Work task:
Could you restate every record below word for word?

─── Source information ───

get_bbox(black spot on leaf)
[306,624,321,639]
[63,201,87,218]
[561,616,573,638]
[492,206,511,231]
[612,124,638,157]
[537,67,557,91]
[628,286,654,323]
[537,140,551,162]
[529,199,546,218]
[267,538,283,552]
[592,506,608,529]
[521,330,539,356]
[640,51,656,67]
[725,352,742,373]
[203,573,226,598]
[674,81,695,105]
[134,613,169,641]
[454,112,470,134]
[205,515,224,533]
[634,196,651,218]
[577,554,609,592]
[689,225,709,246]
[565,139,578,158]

───

Solution for this exercise:
get_bbox(black spot on leaf)
[306,624,321,639]
[63,201,87,218]
[561,616,573,638]
[492,206,511,231]
[612,124,638,157]
[537,67,557,91]
[628,286,654,323]
[537,140,551,162]
[529,199,546,218]
[267,538,283,552]
[592,506,608,529]
[521,330,539,356]
[640,51,656,67]
[725,352,742,373]
[203,573,226,598]
[674,81,695,105]
[134,613,169,641]
[454,112,470,134]
[205,515,224,533]
[634,196,651,218]
[577,554,609,592]
[689,225,709,246]
[565,139,578,158]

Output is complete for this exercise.